- Task instructions -
Could you arrange the material below as a Markdown table with the columns Row and Line, giving each line its own numbered row and leaving out blank lines?

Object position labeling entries
>> Begin

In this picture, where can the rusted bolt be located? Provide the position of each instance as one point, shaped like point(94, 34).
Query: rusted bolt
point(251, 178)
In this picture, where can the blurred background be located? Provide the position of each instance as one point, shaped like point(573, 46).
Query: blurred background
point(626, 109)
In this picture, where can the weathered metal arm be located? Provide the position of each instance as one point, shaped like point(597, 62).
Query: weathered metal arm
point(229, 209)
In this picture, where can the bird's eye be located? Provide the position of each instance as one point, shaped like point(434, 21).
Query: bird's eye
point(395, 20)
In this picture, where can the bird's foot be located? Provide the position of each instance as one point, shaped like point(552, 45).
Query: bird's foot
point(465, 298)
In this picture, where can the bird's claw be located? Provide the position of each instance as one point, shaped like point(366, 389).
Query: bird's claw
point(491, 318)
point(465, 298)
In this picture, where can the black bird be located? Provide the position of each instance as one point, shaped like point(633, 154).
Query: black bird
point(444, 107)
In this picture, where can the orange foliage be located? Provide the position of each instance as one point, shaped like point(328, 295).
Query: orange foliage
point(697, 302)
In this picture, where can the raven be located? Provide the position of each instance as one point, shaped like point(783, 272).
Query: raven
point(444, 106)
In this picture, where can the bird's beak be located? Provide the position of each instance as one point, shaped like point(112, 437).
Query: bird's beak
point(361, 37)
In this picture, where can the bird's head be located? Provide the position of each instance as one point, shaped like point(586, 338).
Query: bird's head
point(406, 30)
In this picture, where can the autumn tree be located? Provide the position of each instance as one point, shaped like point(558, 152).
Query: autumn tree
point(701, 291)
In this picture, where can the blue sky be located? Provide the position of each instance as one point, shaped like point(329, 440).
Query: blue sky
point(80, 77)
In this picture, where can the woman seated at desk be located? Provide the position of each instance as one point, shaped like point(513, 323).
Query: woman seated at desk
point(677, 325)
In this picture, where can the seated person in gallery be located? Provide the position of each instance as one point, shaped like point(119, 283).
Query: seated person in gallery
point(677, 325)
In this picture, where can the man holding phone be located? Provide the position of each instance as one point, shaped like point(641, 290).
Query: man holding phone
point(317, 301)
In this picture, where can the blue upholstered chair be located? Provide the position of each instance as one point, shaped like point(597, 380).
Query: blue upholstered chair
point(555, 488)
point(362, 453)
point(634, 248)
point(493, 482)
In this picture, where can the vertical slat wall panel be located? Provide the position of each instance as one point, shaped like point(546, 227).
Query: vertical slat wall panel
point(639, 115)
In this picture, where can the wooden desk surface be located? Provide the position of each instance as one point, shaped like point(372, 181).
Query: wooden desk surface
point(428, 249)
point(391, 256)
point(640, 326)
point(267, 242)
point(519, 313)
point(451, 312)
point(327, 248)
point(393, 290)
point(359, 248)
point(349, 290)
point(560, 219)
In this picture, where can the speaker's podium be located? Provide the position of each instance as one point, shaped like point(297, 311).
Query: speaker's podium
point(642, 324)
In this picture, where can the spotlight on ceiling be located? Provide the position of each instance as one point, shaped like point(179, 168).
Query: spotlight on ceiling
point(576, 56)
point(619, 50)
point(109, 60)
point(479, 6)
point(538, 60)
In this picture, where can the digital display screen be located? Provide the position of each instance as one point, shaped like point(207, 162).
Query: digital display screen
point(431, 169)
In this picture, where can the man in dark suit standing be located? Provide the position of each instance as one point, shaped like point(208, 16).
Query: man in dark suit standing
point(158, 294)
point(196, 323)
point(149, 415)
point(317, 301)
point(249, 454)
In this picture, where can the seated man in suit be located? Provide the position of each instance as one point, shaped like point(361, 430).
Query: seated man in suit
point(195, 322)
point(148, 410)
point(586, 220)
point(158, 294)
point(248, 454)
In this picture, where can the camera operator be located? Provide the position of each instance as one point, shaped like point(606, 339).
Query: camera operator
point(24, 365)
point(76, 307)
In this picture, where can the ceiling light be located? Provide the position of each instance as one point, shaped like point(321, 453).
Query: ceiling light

>> End

- Exercise solution -
| Row | Line |
|---|---|
| 1 | In this picture, where can the rusted bolt be located? Provide the position of each instance as one point, shaped like point(94, 34). |
| 2 | Query: rusted bolt |
| 3 | point(251, 178) |
| 4 | In this picture, where can the blurred background be located? Provide the position of each instance as one point, shaped like point(573, 46). |
| 5 | Query: blurred background |
| 6 | point(626, 109) |
| 7 | In this picture, where can the weathered metal arm be located? Provide the position of each instance as one point, shaped like point(597, 62). |
| 8 | Query: weathered metal arm |
| 9 | point(229, 209) |
| 10 | In this picture, where can the bird's eye be located? Provide the position of each instance as one point, shaped like point(434, 21). |
| 11 | Query: bird's eye |
| 12 | point(395, 20) |
| 13 | In this picture, where can the bird's foot be located? Provide the position of each instance as one point, shaped like point(552, 45). |
| 14 | Query: bird's foot |
| 15 | point(465, 298) |
| 16 | In this picture, where can the bird's claw be located? Provide the position of each instance as one point, shaped like point(366, 389). |
| 17 | Query: bird's claw |
| 18 | point(491, 318) |
| 19 | point(465, 298) |
| 20 | In this picture, where can the black bird be located? Provide the position of each instance as one point, shaped like point(633, 154). |
| 21 | Query: black bird |
| 22 | point(444, 107) |
| 23 | In this picture, where can the orange foliage be located? Provide the position of each instance as one point, shaped like point(328, 295). |
| 24 | Query: orange foliage |
| 25 | point(697, 302) |
| 26 | In this picture, where can the raven be located? Provide the position of each instance as one point, shaped like point(783, 272). |
| 27 | Query: raven |
| 28 | point(444, 106) |
| 29 | In this picture, where can the bird's beak be located? Provide the position of each instance as one point, shaped like point(112, 437). |
| 30 | Query: bird's beak |
| 31 | point(361, 37) |
| 32 | In this picture, where can the bird's head be located? Provide the position of each instance as one point, shaped like point(586, 338). |
| 33 | Query: bird's head |
| 34 | point(406, 30) |
| 35 | In this picture, where can the autumn tree be located? Provide the position of each instance as one point, shaped like point(558, 152). |
| 36 | Query: autumn tree |
| 37 | point(701, 291) |
| 38 | In this picture, where can the blue sky be located? Provide the position of each instance as one point, shaped like point(329, 440). |
| 39 | Query: blue sky |
| 40 | point(80, 77) |
| 41 | In this picture, where can the woman seated at desk be located? Provide the position of each instance as one point, shaped like point(513, 323). |
| 42 | Query: woman seated at desk |
| 43 | point(677, 325) |
| 44 | In this picture, where can the seated person in gallery be located? Provide the position of each instance as one point, shaped like point(119, 283). |
| 45 | Query: seated person in gallery |
| 46 | point(677, 325) |
| 47 | In this picture, where can the man holding phone be located? Provide the position of each instance as one point, shaped like point(641, 290). |
| 48 | Query: man holding phone |
| 49 | point(317, 301) |
| 50 | In this picture, where can the blue upholstered chair be located? Provide the position of each instance as one point, shaped like point(597, 380). |
| 51 | Query: blue upholstered chair |
| 52 | point(555, 488) |
| 53 | point(362, 453) |
| 54 | point(634, 248) |
| 55 | point(493, 482) |
| 56 | In this picture, where can the vertical slat wall panel be located? Provide the position of each instance as one point, shaped like point(546, 227). |
| 57 | Query: vertical slat wall panel |
| 58 | point(639, 115) |
| 59 | In this picture, where can the wooden desk surface be located? Provide the position of each instance as one point, shaped like point(372, 181). |
| 60 | Query: wooden desk surface |
| 61 | point(428, 249) |
| 62 | point(391, 256) |
| 63 | point(640, 326) |
| 64 | point(267, 242) |
| 65 | point(519, 313) |
| 66 | point(451, 312) |
| 67 | point(327, 248) |
| 68 | point(393, 290) |
| 69 | point(359, 248) |
| 70 | point(349, 290) |
| 71 | point(560, 219) |
| 72 | In this picture, where can the speaker's podium be located? Provide the position of each instance as one point, shaped like point(297, 311). |
| 73 | Query: speaker's podium |
| 74 | point(642, 324) |
| 75 | In this picture, where can the spotlight on ceiling be located? Provide the position of each instance as one point, shaped like point(179, 168). |
| 76 | Query: spotlight on ceiling |
| 77 | point(576, 56) |
| 78 | point(619, 50) |
| 79 | point(109, 60) |
| 80 | point(479, 6) |
| 81 | point(538, 60) |
| 82 | In this picture, where can the digital display screen be located? Provide the position of each instance as one point, shaped like point(207, 162). |
| 83 | Query: digital display screen |
| 84 | point(431, 169) |
| 85 | In this picture, where can the man in dark suit standing be located? Provide the position of each instance as one point, shaped like point(208, 16). |
| 86 | Query: man in dark suit standing |
| 87 | point(158, 294) |
| 88 | point(196, 323) |
| 89 | point(149, 415) |
| 90 | point(317, 301) |
| 91 | point(249, 454) |
| 92 | In this picture, where can the seated man in suit be located? Provide the position of each instance as one point, shaped like point(361, 430). |
| 93 | Query: seated man in suit |
| 94 | point(195, 322) |
| 95 | point(148, 410) |
| 96 | point(586, 220) |
| 97 | point(158, 294) |
| 98 | point(248, 454) |
| 99 | In this picture, where can the camera operator be located? Provide the position of each instance as one point, shaped like point(606, 339). |
| 100 | Query: camera operator |
| 101 | point(24, 365) |
| 102 | point(76, 307) |
| 103 | In this picture, where can the ceiling light be located? Provide the position of each instance as one point, shaped like point(321, 453). |
| 104 | Query: ceiling light |